* _GIVEN EXERCISE_
Find each line in the items below that includes the word "vegetation", and copy every such line.

* _Dataset records_
* * * * * * * * *

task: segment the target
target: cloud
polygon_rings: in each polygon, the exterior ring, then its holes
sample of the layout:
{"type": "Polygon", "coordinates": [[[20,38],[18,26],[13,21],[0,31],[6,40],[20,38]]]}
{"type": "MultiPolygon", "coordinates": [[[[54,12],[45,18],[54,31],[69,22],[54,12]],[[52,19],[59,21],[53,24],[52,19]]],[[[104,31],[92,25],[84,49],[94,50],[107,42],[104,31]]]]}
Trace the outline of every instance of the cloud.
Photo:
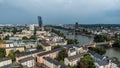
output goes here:
{"type": "MultiPolygon", "coordinates": [[[[3,7],[12,7],[9,11],[20,9],[23,14],[27,14],[31,18],[34,17],[34,19],[30,21],[27,21],[28,19],[24,20],[25,22],[32,21],[36,23],[37,19],[35,18],[38,15],[43,17],[45,23],[72,23],[74,21],[99,23],[101,20],[102,22],[109,23],[112,22],[111,20],[109,21],[109,19],[113,18],[110,14],[112,13],[112,16],[116,16],[116,11],[120,10],[120,0],[4,0],[4,2],[0,0],[0,2],[2,2],[3,7]]],[[[0,8],[0,10],[4,9],[0,8]]],[[[14,13],[13,15],[15,16],[14,13]]],[[[8,17],[10,16],[8,15],[8,17]]],[[[120,18],[120,16],[114,18],[113,21],[119,21],[118,18],[120,18]]]]}

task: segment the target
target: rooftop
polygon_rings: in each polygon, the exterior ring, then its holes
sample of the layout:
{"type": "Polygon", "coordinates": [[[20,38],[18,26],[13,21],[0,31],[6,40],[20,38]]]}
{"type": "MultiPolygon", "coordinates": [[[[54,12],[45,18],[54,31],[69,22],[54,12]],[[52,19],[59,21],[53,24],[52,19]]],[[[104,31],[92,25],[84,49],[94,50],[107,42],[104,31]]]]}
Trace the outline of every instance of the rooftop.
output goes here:
{"type": "Polygon", "coordinates": [[[23,63],[23,62],[26,62],[26,61],[29,61],[29,60],[34,60],[34,58],[32,56],[30,56],[30,57],[19,60],[19,62],[23,63]]]}
{"type": "Polygon", "coordinates": [[[54,60],[50,57],[45,57],[44,59],[49,61],[50,63],[53,63],[53,64],[57,65],[57,66],[60,65],[60,63],[57,60],[54,60]]]}
{"type": "Polygon", "coordinates": [[[81,55],[74,55],[74,56],[67,57],[67,59],[69,61],[74,61],[74,60],[80,59],[81,57],[82,57],[81,55]]]}
{"type": "Polygon", "coordinates": [[[6,60],[11,60],[11,59],[9,59],[9,58],[7,58],[7,57],[5,57],[5,58],[1,58],[1,59],[0,59],[0,62],[2,62],[2,61],[6,61],[6,60]]]}
{"type": "Polygon", "coordinates": [[[40,54],[38,54],[38,56],[43,56],[43,55],[50,54],[50,53],[53,53],[53,52],[61,51],[61,50],[63,50],[63,49],[64,49],[64,48],[53,49],[53,50],[51,50],[51,51],[47,51],[47,52],[40,53],[40,54]]]}

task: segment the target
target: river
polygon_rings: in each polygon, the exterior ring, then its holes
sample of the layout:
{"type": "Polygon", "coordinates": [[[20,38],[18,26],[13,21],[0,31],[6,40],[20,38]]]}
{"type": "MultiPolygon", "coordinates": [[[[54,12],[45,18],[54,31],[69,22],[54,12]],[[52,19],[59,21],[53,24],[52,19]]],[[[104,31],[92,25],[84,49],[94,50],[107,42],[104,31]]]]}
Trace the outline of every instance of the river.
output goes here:
{"type": "MultiPolygon", "coordinates": [[[[57,30],[63,32],[66,38],[77,39],[79,41],[79,45],[89,44],[89,43],[92,43],[94,40],[92,37],[86,37],[82,35],[75,36],[73,34],[68,33],[68,31],[60,30],[60,29],[57,29],[57,30]]],[[[106,48],[105,56],[108,56],[110,58],[117,57],[120,61],[120,49],[119,48],[106,48]]]]}

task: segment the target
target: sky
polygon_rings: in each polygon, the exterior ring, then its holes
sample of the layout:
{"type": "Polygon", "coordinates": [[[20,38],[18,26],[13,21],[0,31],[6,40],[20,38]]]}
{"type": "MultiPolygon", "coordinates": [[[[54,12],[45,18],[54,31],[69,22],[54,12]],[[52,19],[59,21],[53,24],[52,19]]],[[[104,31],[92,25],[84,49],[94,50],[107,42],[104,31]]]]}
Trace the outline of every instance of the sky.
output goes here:
{"type": "Polygon", "coordinates": [[[0,0],[0,24],[120,24],[120,0],[0,0]]]}

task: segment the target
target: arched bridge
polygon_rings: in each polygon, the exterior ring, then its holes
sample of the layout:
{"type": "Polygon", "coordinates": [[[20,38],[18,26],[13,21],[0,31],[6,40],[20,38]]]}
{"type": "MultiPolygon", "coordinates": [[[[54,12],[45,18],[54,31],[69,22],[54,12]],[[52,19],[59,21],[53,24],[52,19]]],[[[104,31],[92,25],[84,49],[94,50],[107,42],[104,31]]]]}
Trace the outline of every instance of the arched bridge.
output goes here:
{"type": "Polygon", "coordinates": [[[108,46],[108,47],[112,47],[114,41],[108,41],[108,42],[99,42],[99,43],[91,43],[91,44],[87,44],[87,47],[96,47],[96,46],[108,46]]]}

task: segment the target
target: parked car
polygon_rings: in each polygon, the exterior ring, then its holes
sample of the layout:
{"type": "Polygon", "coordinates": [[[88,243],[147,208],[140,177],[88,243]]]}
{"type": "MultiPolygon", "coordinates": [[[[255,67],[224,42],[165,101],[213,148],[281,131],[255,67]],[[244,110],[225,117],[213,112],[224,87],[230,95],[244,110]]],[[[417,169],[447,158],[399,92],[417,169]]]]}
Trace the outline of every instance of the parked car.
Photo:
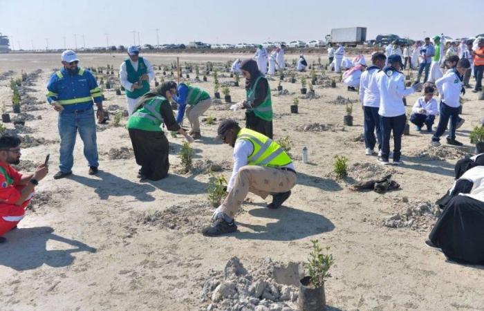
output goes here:
{"type": "Polygon", "coordinates": [[[306,45],[306,48],[323,48],[326,46],[326,42],[323,40],[312,40],[306,45]]]}
{"type": "Polygon", "coordinates": [[[288,46],[290,48],[306,48],[306,42],[301,40],[291,41],[288,46]]]}

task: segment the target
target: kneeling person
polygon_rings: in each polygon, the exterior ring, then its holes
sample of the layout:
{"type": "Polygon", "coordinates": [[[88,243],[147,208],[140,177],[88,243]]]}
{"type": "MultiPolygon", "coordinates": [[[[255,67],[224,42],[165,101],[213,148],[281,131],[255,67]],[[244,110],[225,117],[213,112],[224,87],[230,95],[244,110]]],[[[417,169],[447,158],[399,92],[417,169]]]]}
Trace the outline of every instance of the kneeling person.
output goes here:
{"type": "Polygon", "coordinates": [[[214,223],[203,229],[205,236],[234,232],[234,216],[250,191],[263,198],[272,196],[270,209],[277,209],[290,196],[296,184],[292,160],[281,146],[260,133],[241,129],[232,120],[223,121],[218,138],[234,147],[234,170],[227,185],[228,195],[214,213],[214,223]]]}
{"type": "Polygon", "coordinates": [[[10,164],[20,163],[20,139],[13,136],[0,138],[0,243],[2,236],[17,227],[24,218],[34,188],[48,173],[42,164],[33,173],[21,175],[10,164]]]}
{"type": "Polygon", "coordinates": [[[410,122],[416,126],[417,131],[420,131],[423,124],[427,126],[427,131],[432,131],[432,125],[438,113],[437,101],[434,98],[434,87],[426,86],[424,96],[420,97],[413,104],[410,115],[410,122]]]}

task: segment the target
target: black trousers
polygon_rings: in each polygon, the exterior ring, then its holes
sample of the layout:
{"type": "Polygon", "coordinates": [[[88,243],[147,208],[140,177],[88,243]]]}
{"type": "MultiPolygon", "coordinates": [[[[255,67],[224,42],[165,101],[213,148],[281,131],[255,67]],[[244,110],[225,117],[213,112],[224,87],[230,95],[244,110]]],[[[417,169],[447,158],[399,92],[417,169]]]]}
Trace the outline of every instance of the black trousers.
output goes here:
{"type": "Polygon", "coordinates": [[[272,121],[266,121],[252,111],[245,113],[245,127],[272,139],[272,121]]]}
{"type": "Polygon", "coordinates": [[[129,129],[136,164],[141,166],[140,174],[151,180],[168,175],[169,145],[163,132],[129,129]]]}
{"type": "Polygon", "coordinates": [[[449,259],[484,264],[484,202],[463,196],[449,202],[429,235],[449,259]]]}

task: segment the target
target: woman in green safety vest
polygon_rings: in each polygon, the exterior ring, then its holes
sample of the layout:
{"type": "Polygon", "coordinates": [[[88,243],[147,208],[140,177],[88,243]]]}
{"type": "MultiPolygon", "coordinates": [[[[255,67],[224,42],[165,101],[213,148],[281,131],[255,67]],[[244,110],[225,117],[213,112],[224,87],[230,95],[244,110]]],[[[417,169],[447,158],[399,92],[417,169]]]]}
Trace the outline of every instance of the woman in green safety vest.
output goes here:
{"type": "Polygon", "coordinates": [[[141,97],[140,106],[128,120],[127,127],[136,163],[141,166],[138,173],[140,180],[158,180],[168,175],[169,146],[160,127],[162,124],[168,131],[185,136],[189,142],[194,141],[175,120],[169,101],[176,93],[176,82],[162,83],[141,97]]]}
{"type": "Polygon", "coordinates": [[[245,100],[237,104],[245,108],[245,127],[272,138],[272,102],[267,79],[259,70],[257,63],[247,59],[241,66],[245,77],[245,100]]]}

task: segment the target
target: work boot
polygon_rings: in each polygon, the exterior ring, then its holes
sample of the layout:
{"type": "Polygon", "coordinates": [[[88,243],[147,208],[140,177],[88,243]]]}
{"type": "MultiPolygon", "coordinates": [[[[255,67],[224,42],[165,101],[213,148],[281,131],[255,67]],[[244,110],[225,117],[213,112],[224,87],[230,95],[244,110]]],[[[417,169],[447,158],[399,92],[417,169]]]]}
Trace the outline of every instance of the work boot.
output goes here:
{"type": "Polygon", "coordinates": [[[193,132],[193,133],[190,134],[190,136],[194,140],[199,140],[202,138],[202,135],[200,135],[200,132],[193,132]]]}
{"type": "Polygon", "coordinates": [[[59,171],[54,175],[54,179],[61,179],[64,178],[64,177],[67,177],[69,175],[73,173],[72,171],[69,171],[68,172],[63,172],[62,171],[59,171]]]}
{"type": "Polygon", "coordinates": [[[271,209],[278,209],[290,196],[290,190],[287,192],[272,194],[272,202],[268,204],[267,207],[271,209]]]}
{"type": "Polygon", "coordinates": [[[98,171],[97,167],[89,167],[89,175],[95,175],[98,171]]]}
{"type": "Polygon", "coordinates": [[[237,226],[232,220],[226,222],[223,218],[218,218],[214,223],[202,230],[202,234],[206,236],[218,236],[237,231],[237,226]]]}

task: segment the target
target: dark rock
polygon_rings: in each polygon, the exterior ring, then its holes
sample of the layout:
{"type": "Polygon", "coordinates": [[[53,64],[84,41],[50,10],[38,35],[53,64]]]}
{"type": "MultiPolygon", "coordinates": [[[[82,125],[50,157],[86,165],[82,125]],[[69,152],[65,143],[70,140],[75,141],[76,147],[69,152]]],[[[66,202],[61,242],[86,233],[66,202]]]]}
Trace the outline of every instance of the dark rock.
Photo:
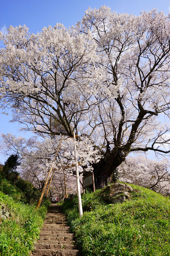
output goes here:
{"type": "Polygon", "coordinates": [[[105,190],[104,199],[111,201],[113,204],[122,203],[129,199],[133,189],[128,185],[115,182],[107,186],[105,190]]]}

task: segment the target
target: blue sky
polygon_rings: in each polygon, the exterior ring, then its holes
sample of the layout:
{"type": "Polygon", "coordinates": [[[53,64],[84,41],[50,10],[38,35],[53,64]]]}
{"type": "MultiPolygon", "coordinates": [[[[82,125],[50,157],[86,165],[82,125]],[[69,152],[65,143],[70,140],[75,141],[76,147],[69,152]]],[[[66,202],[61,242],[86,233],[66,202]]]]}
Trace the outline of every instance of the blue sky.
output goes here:
{"type": "MultiPolygon", "coordinates": [[[[89,6],[98,8],[104,5],[110,7],[112,11],[137,15],[142,10],[149,11],[153,8],[166,15],[170,11],[170,0],[6,0],[2,1],[0,5],[0,30],[5,32],[11,25],[15,27],[25,24],[31,32],[36,33],[44,27],[53,27],[57,22],[68,27],[81,20],[89,6]]],[[[18,124],[9,123],[11,119],[10,112],[8,116],[0,113],[0,133],[10,132],[26,138],[33,135],[31,132],[18,133],[18,124]]],[[[3,164],[7,158],[0,155],[0,162],[3,164]]]]}

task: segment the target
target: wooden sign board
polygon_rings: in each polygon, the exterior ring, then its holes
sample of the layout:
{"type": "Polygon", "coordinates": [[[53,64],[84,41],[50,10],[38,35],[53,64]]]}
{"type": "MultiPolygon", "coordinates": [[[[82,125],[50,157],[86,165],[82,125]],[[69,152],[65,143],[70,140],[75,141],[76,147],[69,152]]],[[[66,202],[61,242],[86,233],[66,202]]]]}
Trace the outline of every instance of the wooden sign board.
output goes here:
{"type": "Polygon", "coordinates": [[[91,172],[90,174],[83,177],[83,192],[84,188],[90,186],[93,186],[93,190],[95,191],[95,186],[94,185],[94,173],[91,172]]]}

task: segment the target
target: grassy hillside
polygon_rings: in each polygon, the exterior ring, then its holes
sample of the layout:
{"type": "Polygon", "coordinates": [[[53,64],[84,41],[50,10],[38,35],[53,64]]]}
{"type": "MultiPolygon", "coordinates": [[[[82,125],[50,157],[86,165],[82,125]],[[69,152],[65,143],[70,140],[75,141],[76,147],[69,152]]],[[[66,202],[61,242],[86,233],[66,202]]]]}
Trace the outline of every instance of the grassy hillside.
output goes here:
{"type": "Polygon", "coordinates": [[[39,237],[49,204],[35,207],[39,192],[18,178],[14,185],[0,172],[0,255],[28,256],[39,237]]]}
{"type": "Polygon", "coordinates": [[[77,198],[64,203],[83,255],[169,256],[169,198],[131,186],[130,199],[121,204],[110,203],[106,188],[83,195],[81,219],[77,198]]]}

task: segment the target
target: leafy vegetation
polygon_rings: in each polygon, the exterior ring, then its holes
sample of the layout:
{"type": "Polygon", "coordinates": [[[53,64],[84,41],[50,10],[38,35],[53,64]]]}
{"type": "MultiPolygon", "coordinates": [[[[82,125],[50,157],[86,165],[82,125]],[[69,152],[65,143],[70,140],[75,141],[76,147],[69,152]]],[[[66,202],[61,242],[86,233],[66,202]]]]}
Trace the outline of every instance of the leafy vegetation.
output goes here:
{"type": "MultiPolygon", "coordinates": [[[[9,172],[12,173],[8,169],[9,172]]],[[[13,182],[0,172],[0,255],[28,256],[39,238],[49,202],[38,210],[35,207],[39,192],[18,177],[13,182]]]]}
{"type": "Polygon", "coordinates": [[[169,198],[131,186],[134,190],[131,198],[122,204],[104,201],[106,188],[83,195],[81,219],[76,197],[64,203],[83,255],[170,255],[169,198]]]}

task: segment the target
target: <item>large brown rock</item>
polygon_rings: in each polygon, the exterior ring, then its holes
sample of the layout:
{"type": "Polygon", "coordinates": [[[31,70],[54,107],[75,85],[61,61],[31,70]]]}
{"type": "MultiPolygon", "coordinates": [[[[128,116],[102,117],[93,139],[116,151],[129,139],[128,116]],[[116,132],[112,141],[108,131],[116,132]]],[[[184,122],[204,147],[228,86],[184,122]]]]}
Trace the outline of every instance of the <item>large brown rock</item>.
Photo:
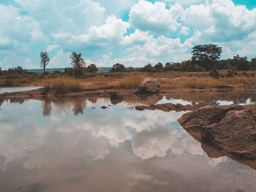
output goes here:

* * * * * * * * *

* _EXPECTED OUTPUT_
target: leafy vegetation
Trace the outline of every instance of the leafy vegetation.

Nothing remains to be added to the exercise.